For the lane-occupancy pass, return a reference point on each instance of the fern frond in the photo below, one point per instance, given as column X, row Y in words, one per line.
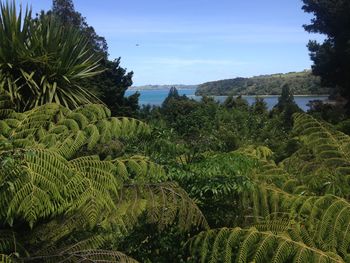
column 252, row 245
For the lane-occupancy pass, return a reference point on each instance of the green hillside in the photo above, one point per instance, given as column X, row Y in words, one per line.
column 300, row 82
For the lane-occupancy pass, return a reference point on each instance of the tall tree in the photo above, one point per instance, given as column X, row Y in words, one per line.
column 110, row 86
column 64, row 9
column 42, row 61
column 332, row 57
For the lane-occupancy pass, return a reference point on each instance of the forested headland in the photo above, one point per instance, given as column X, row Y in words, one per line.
column 301, row 83
column 87, row 175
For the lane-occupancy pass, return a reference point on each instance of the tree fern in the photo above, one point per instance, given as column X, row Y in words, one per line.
column 252, row 245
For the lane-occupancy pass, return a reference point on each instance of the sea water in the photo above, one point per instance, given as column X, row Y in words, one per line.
column 156, row 97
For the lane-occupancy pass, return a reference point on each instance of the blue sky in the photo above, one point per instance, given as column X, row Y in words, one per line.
column 193, row 41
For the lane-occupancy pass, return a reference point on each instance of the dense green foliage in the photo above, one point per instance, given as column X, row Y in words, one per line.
column 199, row 182
column 331, row 58
column 300, row 83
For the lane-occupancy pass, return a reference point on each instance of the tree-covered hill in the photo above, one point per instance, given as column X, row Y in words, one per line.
column 299, row 82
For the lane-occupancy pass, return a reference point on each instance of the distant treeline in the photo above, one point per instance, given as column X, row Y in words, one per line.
column 163, row 87
column 301, row 83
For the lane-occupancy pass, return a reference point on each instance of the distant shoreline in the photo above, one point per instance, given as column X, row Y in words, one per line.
column 253, row 95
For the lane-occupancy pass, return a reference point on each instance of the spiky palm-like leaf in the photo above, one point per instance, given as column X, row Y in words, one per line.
column 42, row 61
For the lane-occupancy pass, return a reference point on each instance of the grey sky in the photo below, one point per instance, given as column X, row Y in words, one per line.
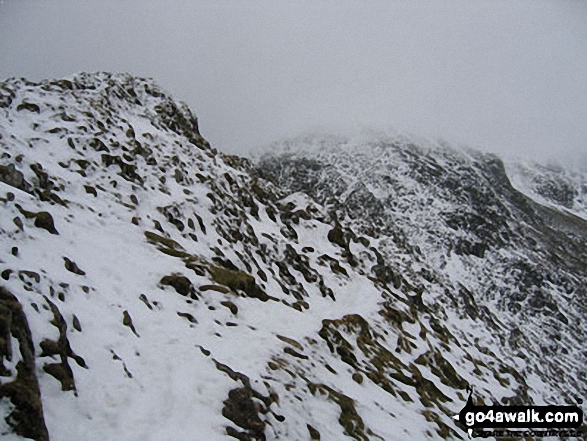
column 500, row 75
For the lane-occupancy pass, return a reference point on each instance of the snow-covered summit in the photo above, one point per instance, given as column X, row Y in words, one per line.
column 153, row 288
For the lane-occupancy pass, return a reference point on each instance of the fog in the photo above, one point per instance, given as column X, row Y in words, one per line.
column 503, row 76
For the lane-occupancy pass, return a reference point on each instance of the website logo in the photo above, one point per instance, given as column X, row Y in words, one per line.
column 552, row 418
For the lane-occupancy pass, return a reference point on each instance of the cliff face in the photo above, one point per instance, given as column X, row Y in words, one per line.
column 153, row 288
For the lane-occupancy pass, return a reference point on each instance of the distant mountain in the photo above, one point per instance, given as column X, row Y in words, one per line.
column 154, row 289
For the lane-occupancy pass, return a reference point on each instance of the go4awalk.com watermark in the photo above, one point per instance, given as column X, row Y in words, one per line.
column 521, row 421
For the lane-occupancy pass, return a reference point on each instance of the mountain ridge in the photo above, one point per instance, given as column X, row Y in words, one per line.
column 172, row 290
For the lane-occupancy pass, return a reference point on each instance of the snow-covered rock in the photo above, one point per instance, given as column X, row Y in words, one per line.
column 153, row 288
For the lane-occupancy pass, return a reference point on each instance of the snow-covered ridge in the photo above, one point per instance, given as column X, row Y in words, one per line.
column 164, row 290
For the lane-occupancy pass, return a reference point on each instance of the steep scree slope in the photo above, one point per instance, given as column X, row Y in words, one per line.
column 153, row 288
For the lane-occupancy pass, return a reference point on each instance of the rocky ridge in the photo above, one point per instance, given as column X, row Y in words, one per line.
column 154, row 288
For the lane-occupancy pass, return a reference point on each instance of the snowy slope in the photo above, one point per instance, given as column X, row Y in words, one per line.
column 153, row 288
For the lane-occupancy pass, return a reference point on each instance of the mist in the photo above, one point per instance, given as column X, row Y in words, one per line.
column 502, row 76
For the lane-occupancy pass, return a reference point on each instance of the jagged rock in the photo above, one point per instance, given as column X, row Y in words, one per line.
column 439, row 255
column 26, row 419
column 13, row 177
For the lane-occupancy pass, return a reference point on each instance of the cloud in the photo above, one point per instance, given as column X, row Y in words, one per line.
column 502, row 75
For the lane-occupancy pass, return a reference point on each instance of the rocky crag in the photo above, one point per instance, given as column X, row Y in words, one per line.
column 153, row 288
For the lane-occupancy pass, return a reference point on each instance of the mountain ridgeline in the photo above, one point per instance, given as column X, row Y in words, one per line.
column 334, row 288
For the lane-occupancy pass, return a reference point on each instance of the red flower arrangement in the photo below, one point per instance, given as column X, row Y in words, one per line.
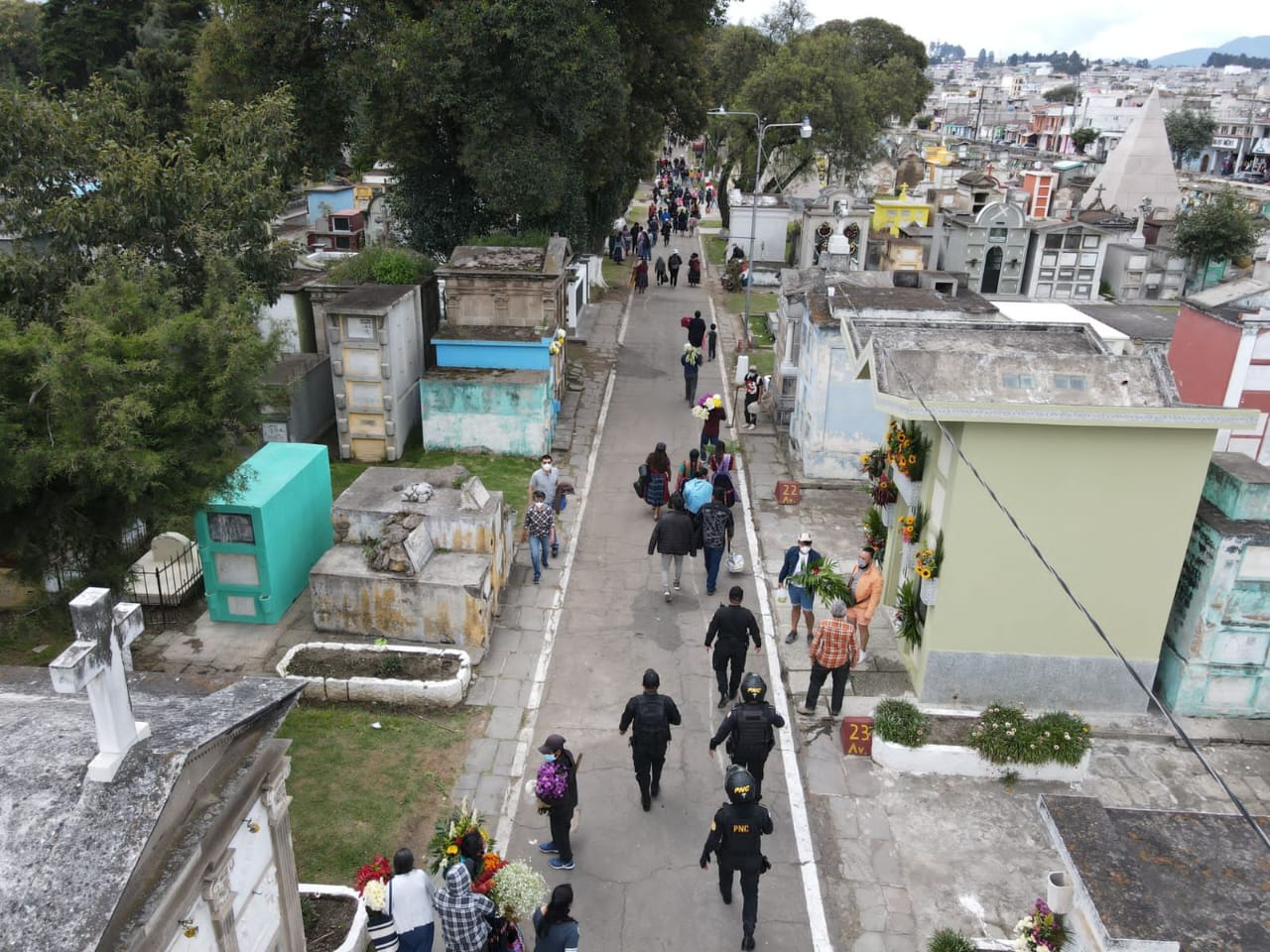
column 379, row 870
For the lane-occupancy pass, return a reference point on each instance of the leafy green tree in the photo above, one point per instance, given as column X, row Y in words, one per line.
column 1083, row 137
column 84, row 177
column 1069, row 93
column 19, row 41
column 84, row 37
column 1189, row 132
column 135, row 408
column 1220, row 227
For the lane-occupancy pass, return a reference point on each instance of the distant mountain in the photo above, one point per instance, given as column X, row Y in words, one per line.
column 1252, row 46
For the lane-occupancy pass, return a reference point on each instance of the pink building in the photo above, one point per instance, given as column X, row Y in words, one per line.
column 1220, row 357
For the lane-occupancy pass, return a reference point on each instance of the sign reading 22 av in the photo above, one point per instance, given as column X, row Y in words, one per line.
column 857, row 737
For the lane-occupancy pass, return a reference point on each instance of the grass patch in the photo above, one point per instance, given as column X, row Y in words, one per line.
column 48, row 627
column 507, row 474
column 760, row 302
column 358, row 792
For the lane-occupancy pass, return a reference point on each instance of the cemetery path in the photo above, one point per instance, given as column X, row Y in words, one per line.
column 638, row 881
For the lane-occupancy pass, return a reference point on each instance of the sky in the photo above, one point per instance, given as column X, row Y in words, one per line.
column 1096, row 28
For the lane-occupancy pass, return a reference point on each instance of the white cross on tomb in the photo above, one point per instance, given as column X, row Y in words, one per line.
column 98, row 660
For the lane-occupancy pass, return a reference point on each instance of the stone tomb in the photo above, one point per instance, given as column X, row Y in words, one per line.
column 1160, row 880
column 441, row 562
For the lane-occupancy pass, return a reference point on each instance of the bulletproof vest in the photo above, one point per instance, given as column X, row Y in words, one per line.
column 651, row 721
column 740, row 833
column 753, row 730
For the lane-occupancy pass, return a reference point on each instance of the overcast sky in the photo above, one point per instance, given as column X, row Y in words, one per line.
column 1096, row 28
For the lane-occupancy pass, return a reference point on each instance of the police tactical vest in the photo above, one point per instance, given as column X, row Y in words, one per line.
column 754, row 735
column 651, row 720
column 740, row 833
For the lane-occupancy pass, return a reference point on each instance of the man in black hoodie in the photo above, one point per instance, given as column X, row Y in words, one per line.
column 675, row 537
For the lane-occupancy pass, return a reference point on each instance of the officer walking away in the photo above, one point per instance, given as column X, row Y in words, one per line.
column 652, row 716
column 735, row 839
column 748, row 729
column 734, row 626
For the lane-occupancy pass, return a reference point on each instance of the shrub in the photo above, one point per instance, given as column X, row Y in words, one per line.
column 1006, row 735
column 901, row 722
column 949, row 941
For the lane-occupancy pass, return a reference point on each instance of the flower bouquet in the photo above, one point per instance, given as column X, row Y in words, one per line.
column 448, row 834
column 710, row 402
column 517, row 892
column 1039, row 929
column 822, row 579
column 552, row 784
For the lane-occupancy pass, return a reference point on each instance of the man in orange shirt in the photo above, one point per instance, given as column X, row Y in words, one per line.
column 865, row 585
column 833, row 649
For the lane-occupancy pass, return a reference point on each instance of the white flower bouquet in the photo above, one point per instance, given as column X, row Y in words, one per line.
column 517, row 890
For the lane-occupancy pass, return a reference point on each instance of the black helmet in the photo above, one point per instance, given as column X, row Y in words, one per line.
column 753, row 688
column 739, row 784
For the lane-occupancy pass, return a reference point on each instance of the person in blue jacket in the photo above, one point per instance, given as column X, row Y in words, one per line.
column 802, row 602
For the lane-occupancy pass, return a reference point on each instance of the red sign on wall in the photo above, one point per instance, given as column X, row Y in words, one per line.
column 788, row 493
column 857, row 737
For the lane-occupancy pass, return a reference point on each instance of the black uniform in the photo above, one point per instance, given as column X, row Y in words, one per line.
column 652, row 714
column 735, row 839
column 748, row 729
column 734, row 626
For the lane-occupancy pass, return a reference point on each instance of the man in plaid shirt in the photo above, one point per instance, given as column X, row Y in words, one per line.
column 833, row 651
column 539, row 522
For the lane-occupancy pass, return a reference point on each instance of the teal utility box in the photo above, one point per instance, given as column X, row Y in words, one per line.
column 259, row 544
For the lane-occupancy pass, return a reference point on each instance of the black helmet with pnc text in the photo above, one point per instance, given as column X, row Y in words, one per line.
column 753, row 688
column 739, row 784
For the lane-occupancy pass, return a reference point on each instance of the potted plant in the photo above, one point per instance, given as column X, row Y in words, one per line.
column 1039, row 929
column 907, row 629
column 824, row 580
column 875, row 534
column 928, row 567
column 907, row 448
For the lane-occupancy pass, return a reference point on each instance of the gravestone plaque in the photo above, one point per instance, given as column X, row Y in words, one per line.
column 230, row 527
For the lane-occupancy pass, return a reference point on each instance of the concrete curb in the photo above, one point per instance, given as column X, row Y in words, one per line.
column 448, row 692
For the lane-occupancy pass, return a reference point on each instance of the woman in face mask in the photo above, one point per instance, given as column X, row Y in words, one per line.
column 802, row 602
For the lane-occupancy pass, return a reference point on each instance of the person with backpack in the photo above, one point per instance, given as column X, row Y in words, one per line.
column 748, row 730
column 651, row 715
column 734, row 627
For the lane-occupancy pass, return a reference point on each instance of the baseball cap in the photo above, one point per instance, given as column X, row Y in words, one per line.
column 553, row 743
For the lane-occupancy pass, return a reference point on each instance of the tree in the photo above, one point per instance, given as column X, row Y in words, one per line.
column 19, row 41
column 786, row 19
column 1083, row 137
column 127, row 313
column 1220, row 227
column 1189, row 132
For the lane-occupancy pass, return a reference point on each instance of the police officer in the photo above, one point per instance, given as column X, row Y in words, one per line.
column 734, row 626
column 748, row 729
column 652, row 714
column 735, row 838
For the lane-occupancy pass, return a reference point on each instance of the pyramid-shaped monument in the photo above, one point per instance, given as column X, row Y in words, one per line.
column 1139, row 167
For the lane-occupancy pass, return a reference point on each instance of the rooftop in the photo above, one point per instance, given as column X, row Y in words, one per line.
column 71, row 847
column 370, row 298
column 1194, row 879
◇ ◇ ◇
• _What the exercise asks_
Copy out exactly the line holding "the person with" and each line after it through the end of the entries, and leave out everything else.

• _Answer to this task_
For the lane-occupancy pass, return a reference point on each instance of the person with backpack in the photo above, one point per instance, given as column X, row Y in words, one per line.
column 748, row 730
column 651, row 715
column 734, row 627
For the lane-occupancy pass, return a reference point on each instance of the baseball cap in the photo above, one point per instance, given as column X, row Y in words, one per line.
column 553, row 743
For the lane-occupancy pass, return a reference point on each instance of the tree in the photo above, one point per instance, given as column X, row Y in words, one per line.
column 19, row 41
column 786, row 19
column 1083, row 137
column 127, row 313
column 1220, row 227
column 1189, row 132
For the lane-occupancy pass, return a reference point on each instance of the police officer in the photo above, one point per instance, given as column X, row Y in words, one per line.
column 734, row 626
column 748, row 729
column 652, row 714
column 735, row 838
For the lane-occupancy pass, return a reference point on each instance of the pyramid-shaped monument in the photo above, one point per instance, given as column X, row Y in words, one per line.
column 1139, row 167
For the lane-occupancy pass, return a reference point on each instance of the rooftop in the photo above, one point per instance, given as column X, row Y in words, one per line.
column 71, row 847
column 370, row 298
column 1194, row 879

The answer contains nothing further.